----- Texto original

En ocasiones se rescatan obras de autoras o autores pertenecientes a grupos minoritarios (mujeres, pero también homosexuales) cuyo valor únicamente reside en esto último. ¿Cómo saber qué textos, qué ideas merecen ser rescatadas?
 
A priori no podemos saberlo y los editores tantean siempre el mercado a la búsqueda del éxito comercial, como es lógico, porque eso es lo que les permite poder continuar en el negocio. Por otra parte, el pensamiento, la cultura avanza mediante el intercambio de saberes y de puntos de vista. Recuerdo el impacto cuando leí el primer volumen de las memorias de Terenci Moix, El cine de los sábados. Yo no tenía idea del sufrimiento emocional de los homosexuales durante el franquismo. Tenía una idea puramente mental, leyéndole comprendí muchas cosas. La literatura es un ejercicio de empatía constante. Me pongo en otra situación, me abro a otro mundo. Puede que no funcione. Y suele no funcionar cuando quien escribe tiene poco que decir. Entonces, mala suerte.  
 
¿Cuándo se va a renovar el canon literario? Es obvio –bueno, a mí me lo parece al menos–, que por ejemplo Clarín, con el paso del tiempo, ha quedado –sobre todos sus cuentos- más esclerotizado que Pardo Bazán, que a día de hoy resulta incluso más moderna-…
 
Claro. Estamos descubriendo una literatura que se nos había sustraído por lo que decíamos antes. La renovación del canon literario exige medidas políticas. Exige un cambio de perspectiva en los libros de texto. No basta con incorporar algunos nombres de escritoras al final de un apartado como si fuera una cuota más, exige considerar  la historia de la cultura globalmente. Yo me horrorizo de que libros como La perfecta casada de Fray Luis de León se mantengan bajo el concepto de prosa didáctica, sin la menor crítica, cuando se trata de un ensayo feroz con las mujeres. No se trata de recriminar a Fray Luis lo que escribió porque es el espíritu de aquel tiempo tridentino, sino de contextualizarlo adecuadamente como parte de una literatura misógina que responde a un propósito. En fin, hay mucho por hacer en los programas educativos y en los libros de texto. A Clásicas y Modernas le gustaría exponer la situación a la Dirección General del libro.  
 
De Umbral, por quien usted siente una admiración plasmada en un espléndido ensayo, ¿cuál es el legado más importante?

----------
----- Bloque de datos

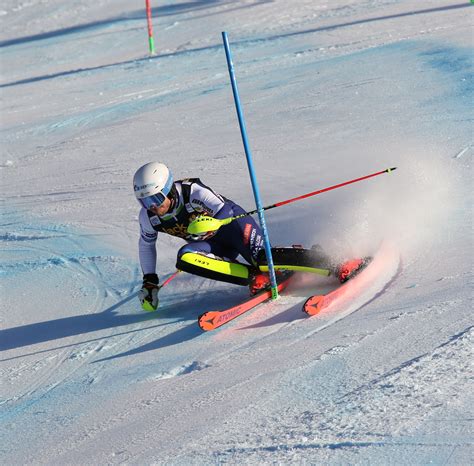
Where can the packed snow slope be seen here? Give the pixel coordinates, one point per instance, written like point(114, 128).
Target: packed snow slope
point(331, 90)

----------

Tareas por hacer:
**1)** Responde estas preguntas sobre la entrevista, una por línea:
(a) ¿Qué volumen de las memorias de Terenci Moix se menciona y cómo se titula?
(b) ¿Bajo qué concepto se sigue presentando La perfecta casada, de Fray Luis de León?
(c) ¿A quién le gustaría a Clásicas y Modernas exponer la situación?
**2)** Enumera todos los escritores y escritoras que se nombran en la entrevista, en el orden en que aparecen.
**3)** Reproduce sin cambios el fragmento de la entrevista que empieza con las palabras "En ocasiones se" y termina con "merecen ser rescatadas?".

Respuestas en orden:
**1)**
(a) El primer volumen, titulado El cine de los sábados.
(b) Bajo el concepto de prosa didáctica.
(c) A la Dirección General del libro.

**2)**
Terenci Moix
Clarín
Pardo Bazán
Fray Luis de León
Umbral

**3)**
En ocasiones se rescatan obras de autoras o autores pertenecientes a grupos minoritarios (mujeres, pero también homosexuales) cuyo valor únicamente reside en esto último. ¿Cómo saber qué textos, qué ideas merecen ser rescatadas?